▸ Assignment
Among the records below, the line containing "the green grass" marks the start. Output it and all lines after it exactly.

▸ Provided records
○ ○ ○ ○ ○

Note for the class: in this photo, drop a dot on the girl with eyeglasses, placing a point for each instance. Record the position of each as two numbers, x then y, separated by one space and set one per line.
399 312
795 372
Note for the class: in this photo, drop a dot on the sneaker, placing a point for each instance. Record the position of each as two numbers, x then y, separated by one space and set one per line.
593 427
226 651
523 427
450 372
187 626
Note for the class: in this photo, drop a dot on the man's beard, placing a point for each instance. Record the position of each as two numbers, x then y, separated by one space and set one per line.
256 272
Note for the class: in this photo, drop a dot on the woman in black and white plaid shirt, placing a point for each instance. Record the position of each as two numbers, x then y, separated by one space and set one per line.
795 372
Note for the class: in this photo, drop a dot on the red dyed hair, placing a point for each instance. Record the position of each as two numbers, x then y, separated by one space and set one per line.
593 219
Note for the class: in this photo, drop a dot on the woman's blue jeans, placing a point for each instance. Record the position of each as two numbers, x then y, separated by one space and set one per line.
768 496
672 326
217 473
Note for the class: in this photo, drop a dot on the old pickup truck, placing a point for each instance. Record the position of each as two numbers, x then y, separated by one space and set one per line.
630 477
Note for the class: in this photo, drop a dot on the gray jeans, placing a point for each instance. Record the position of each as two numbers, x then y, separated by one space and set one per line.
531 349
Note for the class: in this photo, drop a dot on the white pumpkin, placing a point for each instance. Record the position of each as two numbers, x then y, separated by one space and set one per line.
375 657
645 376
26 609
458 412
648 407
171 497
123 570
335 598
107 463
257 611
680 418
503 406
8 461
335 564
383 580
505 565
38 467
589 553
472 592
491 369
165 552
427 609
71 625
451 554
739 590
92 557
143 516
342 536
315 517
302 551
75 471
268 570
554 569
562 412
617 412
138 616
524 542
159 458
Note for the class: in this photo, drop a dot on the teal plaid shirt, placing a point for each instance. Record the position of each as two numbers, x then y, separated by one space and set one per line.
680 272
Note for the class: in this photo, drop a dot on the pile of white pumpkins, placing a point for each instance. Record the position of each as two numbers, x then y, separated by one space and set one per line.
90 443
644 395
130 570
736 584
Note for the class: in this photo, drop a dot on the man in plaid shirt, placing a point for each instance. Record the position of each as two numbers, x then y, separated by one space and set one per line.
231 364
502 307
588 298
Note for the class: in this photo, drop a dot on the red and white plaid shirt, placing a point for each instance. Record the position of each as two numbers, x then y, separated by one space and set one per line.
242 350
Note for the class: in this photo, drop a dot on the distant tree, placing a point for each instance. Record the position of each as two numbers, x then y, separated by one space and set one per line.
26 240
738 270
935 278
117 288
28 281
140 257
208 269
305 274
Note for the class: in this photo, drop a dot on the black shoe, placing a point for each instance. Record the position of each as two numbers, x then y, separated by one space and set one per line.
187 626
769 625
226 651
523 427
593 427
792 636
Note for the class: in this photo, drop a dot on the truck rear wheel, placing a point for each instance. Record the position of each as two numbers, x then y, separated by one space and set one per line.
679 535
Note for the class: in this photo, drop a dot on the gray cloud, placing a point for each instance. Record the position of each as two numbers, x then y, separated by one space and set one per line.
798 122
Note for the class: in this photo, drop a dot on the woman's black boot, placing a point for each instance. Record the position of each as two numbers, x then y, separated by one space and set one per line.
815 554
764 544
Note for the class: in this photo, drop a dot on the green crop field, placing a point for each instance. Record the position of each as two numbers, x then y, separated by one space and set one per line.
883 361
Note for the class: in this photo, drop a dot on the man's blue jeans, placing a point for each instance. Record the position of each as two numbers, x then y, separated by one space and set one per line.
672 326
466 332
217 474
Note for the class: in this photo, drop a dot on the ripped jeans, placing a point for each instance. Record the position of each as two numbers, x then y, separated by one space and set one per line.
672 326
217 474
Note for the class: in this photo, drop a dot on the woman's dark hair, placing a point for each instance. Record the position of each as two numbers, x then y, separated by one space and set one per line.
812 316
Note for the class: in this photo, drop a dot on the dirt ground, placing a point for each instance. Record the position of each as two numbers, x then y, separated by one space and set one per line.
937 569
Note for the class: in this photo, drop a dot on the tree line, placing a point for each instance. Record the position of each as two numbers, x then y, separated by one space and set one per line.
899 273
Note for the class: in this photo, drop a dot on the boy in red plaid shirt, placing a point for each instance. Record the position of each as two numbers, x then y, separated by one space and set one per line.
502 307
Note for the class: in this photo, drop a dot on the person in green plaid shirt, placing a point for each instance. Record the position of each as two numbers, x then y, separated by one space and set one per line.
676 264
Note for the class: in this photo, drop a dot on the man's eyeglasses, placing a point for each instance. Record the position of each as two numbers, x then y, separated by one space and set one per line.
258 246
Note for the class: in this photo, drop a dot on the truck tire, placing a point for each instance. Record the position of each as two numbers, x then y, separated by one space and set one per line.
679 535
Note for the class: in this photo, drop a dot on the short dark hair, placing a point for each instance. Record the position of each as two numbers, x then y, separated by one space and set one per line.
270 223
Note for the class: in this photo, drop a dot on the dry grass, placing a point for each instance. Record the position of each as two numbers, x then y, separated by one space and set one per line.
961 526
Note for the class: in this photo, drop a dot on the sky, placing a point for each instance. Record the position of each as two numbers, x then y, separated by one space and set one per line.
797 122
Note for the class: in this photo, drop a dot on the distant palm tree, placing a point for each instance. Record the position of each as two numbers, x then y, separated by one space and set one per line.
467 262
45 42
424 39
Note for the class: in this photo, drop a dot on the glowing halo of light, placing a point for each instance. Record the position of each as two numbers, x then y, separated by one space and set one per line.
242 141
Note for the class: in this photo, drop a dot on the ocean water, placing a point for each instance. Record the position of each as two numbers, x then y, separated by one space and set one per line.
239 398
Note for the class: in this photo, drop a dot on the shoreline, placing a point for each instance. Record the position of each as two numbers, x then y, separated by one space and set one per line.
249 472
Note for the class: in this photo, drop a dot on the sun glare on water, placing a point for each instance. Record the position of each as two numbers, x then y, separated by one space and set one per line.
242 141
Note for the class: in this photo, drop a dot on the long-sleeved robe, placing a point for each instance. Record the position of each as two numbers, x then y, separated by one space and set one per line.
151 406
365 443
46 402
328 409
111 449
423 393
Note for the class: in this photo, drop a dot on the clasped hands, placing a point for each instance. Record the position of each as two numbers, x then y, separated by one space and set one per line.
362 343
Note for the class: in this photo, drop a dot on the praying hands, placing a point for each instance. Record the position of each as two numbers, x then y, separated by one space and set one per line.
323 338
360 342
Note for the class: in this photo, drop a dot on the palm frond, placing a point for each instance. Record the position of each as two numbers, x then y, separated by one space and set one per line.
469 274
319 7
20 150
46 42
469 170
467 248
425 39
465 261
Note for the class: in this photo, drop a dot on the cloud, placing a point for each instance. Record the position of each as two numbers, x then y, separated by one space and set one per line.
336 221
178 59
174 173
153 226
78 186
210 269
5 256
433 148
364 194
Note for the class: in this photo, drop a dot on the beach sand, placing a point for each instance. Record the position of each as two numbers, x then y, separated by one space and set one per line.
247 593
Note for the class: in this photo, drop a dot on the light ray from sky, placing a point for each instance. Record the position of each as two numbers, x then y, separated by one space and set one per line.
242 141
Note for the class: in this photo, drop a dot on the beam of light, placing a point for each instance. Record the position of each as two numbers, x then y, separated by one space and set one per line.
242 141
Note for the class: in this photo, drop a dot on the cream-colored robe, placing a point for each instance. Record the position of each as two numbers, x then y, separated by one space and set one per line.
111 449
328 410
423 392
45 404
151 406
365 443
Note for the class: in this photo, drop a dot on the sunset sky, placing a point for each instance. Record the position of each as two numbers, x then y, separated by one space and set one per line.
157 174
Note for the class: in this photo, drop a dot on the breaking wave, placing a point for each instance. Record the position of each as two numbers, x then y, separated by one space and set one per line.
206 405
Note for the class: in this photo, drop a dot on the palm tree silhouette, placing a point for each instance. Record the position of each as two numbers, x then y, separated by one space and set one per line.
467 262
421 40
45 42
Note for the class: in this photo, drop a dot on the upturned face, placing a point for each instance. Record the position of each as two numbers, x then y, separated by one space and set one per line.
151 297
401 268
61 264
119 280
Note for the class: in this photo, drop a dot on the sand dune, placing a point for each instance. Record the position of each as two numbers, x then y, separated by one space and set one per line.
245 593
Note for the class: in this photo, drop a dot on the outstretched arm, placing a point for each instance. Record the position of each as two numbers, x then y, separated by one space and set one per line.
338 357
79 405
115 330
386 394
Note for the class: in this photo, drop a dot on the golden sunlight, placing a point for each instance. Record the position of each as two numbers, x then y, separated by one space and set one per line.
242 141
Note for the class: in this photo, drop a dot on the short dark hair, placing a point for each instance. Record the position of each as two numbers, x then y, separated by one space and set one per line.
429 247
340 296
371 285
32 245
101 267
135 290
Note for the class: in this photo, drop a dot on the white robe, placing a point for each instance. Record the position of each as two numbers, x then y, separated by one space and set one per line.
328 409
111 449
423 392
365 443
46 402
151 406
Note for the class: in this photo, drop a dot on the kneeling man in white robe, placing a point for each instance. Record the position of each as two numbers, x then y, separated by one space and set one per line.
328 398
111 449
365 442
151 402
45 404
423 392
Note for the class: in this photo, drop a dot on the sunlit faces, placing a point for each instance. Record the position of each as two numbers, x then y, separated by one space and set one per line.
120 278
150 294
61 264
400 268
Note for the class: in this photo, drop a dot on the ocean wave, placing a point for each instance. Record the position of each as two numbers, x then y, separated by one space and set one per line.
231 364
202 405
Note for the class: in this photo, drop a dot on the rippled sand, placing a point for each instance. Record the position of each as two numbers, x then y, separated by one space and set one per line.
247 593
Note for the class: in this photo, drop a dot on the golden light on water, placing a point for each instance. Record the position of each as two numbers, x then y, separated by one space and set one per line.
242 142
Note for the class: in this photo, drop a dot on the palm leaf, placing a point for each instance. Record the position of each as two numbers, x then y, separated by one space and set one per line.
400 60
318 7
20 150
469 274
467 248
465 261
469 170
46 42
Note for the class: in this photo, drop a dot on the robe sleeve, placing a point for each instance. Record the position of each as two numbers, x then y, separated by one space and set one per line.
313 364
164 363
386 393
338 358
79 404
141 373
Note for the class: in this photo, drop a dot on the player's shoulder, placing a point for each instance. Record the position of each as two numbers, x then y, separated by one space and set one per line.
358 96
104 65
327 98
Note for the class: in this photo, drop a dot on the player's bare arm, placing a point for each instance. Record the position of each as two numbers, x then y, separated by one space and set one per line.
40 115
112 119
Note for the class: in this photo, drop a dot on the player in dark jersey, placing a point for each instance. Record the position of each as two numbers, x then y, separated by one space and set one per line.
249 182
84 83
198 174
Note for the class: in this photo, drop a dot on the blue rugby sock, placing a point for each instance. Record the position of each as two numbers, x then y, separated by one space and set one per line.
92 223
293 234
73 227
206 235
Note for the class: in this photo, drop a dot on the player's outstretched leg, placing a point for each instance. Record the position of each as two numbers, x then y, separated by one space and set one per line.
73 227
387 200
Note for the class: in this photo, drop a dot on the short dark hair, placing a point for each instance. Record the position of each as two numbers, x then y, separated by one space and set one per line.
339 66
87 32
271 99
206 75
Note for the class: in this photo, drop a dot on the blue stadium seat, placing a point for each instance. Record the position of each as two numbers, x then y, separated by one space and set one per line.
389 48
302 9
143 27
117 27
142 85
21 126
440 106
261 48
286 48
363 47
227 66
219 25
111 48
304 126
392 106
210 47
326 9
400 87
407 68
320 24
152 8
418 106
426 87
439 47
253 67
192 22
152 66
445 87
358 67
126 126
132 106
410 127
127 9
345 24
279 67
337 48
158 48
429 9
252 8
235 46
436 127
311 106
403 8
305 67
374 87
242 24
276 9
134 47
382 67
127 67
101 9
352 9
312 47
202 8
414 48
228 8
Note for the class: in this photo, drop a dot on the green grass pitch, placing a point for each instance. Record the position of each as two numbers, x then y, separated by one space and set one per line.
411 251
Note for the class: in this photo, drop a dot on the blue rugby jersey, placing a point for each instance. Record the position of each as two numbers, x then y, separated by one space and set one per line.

○ ○ ○ ○ ○

▸ Completed exercise
Note for the class: in this photo, drop a dot on the green grass pitch, placing a point for each instance. Record the position of each as two numbers, x then y, separated by one space and set one per line.
411 251
Note for the class: in this photo, drop a dot on the blue rugby jersey, placing a point for each instance. Record the position of each as two numbers, x then y, separated by one space and set one per line.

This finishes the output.